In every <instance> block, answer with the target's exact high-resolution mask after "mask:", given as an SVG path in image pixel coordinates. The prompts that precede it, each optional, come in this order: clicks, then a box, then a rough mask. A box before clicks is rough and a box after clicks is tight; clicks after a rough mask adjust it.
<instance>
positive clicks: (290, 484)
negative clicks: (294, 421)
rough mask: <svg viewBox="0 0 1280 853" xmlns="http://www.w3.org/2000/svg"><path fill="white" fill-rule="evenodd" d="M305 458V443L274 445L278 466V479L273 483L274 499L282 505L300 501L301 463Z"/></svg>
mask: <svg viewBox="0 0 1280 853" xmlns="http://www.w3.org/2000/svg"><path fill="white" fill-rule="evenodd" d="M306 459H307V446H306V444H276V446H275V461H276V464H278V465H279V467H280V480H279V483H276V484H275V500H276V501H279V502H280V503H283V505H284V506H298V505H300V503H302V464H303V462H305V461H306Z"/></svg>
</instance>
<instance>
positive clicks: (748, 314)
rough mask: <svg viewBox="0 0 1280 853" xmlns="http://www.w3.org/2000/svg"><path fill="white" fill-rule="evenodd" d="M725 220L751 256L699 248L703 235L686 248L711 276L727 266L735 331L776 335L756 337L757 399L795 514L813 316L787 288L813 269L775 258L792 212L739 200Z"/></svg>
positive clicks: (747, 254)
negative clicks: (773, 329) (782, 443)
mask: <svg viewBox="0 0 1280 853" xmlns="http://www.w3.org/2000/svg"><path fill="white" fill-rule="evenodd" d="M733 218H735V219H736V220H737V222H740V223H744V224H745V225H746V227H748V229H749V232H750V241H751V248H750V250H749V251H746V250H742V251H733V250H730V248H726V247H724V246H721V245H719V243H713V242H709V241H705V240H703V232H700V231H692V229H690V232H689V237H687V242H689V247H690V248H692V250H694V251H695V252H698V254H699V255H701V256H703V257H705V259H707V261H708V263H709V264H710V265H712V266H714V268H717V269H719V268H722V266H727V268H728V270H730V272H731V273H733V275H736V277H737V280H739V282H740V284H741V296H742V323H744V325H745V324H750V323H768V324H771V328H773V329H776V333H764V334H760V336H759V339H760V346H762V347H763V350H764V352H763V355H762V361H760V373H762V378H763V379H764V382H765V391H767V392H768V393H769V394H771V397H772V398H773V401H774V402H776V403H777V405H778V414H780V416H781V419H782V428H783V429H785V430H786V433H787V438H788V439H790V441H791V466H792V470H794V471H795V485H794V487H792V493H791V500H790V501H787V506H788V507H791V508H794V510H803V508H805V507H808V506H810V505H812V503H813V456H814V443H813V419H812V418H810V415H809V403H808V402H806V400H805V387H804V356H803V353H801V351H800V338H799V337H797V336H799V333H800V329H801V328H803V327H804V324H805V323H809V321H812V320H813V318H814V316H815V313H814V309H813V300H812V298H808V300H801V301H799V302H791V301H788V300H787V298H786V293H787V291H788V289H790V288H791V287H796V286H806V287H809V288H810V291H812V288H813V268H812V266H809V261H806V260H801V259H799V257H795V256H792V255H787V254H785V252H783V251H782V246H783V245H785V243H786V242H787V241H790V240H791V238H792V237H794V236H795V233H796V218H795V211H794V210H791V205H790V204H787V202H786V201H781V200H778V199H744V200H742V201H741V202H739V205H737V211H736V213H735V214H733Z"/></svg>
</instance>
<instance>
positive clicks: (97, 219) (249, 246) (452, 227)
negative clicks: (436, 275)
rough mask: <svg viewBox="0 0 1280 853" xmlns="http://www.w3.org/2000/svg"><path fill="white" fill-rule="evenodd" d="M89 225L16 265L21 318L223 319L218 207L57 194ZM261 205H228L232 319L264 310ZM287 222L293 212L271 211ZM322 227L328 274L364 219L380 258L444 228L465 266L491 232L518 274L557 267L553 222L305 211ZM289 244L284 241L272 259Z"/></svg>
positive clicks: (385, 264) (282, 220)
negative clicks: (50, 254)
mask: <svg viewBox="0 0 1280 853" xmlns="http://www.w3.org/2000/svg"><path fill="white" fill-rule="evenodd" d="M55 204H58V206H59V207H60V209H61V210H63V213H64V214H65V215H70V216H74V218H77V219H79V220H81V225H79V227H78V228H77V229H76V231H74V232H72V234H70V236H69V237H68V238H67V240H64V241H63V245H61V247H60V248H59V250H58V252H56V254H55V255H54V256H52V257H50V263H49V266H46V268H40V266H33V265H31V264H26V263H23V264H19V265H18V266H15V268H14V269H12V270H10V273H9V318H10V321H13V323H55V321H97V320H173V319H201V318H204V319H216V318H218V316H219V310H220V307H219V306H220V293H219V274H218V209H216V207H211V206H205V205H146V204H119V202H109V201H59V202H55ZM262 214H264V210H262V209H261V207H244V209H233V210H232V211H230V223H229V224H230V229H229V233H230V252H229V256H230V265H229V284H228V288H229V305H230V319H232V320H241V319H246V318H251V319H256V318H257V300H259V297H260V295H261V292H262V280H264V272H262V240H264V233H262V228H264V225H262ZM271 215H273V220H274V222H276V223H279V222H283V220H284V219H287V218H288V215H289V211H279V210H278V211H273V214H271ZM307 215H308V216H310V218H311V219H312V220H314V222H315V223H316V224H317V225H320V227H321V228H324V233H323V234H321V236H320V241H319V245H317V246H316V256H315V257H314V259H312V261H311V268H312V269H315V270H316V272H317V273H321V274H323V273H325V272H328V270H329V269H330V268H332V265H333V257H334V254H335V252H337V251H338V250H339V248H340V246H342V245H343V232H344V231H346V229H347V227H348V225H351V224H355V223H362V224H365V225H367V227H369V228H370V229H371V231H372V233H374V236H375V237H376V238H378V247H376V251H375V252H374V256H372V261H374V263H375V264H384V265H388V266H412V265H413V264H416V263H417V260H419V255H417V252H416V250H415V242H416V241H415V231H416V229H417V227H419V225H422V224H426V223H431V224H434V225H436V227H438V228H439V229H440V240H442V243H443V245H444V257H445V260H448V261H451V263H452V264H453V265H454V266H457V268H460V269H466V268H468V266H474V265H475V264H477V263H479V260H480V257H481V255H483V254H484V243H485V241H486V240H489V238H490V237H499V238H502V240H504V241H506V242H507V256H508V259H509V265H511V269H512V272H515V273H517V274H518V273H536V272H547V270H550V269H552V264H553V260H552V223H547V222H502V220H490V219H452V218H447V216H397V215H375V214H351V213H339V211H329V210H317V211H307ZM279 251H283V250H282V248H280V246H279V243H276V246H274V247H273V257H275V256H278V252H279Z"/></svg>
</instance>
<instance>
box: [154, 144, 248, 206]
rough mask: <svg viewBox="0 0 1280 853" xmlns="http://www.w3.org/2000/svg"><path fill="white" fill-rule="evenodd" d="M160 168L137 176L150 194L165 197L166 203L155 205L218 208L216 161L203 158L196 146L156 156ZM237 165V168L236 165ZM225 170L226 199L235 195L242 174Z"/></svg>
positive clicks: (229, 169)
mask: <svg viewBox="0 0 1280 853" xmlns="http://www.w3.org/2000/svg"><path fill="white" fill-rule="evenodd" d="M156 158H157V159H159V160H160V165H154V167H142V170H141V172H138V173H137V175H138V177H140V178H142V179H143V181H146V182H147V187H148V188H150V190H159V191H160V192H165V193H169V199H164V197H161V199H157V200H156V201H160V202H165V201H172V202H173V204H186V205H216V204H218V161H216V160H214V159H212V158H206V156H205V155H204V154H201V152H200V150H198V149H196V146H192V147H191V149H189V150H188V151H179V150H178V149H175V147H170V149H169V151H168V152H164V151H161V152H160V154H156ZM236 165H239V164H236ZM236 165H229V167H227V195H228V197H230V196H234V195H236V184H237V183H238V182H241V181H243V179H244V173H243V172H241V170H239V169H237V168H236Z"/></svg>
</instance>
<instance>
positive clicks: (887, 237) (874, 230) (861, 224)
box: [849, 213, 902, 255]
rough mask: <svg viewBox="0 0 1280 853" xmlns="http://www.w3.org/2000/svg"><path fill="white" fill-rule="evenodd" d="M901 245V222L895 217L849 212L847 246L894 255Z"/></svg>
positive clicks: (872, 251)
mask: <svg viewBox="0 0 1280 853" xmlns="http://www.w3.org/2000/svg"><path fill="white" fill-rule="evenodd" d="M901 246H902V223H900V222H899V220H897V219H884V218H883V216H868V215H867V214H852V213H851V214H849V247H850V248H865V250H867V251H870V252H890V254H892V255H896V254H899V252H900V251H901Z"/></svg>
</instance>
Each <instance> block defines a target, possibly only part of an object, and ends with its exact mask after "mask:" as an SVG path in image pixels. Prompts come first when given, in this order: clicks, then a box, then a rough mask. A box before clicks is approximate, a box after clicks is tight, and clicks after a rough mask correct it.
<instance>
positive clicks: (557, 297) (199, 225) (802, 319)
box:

^^^^

- _WHAT TO DO_
Your answer should hold only the lines from the one with "245V222L895 217L849 212L847" through the end of the listing above, both ends included, written out exactly.

- _EXERCISE ANSWER_
rough mask: <svg viewBox="0 0 1280 853" xmlns="http://www.w3.org/2000/svg"><path fill="white" fill-rule="evenodd" d="M901 245V222L895 217L849 212L847 246L894 255Z"/></svg>
positive clicks: (872, 251)
mask: <svg viewBox="0 0 1280 853" xmlns="http://www.w3.org/2000/svg"><path fill="white" fill-rule="evenodd" d="M901 246H902V223H900V222H899V220H897V219H884V218H883V216H868V215H867V214H852V213H851V214H849V247H850V248H865V250H867V251H870V252H890V254H892V255H896V254H899V252H900V251H901Z"/></svg>
</instance>
Each <instance> block defines a target, possibly only part of an object, and ends with its exact mask after "mask:" as an SVG path in image pixels. Prompts come first when given, in this order: clicks, then a box, then a rough mask. A box before clicks is approximate, a box after clicks is tight, and clicks after a rough mask correct it.
<instance>
positive clicks: (557, 297) (199, 225) (802, 319)
box:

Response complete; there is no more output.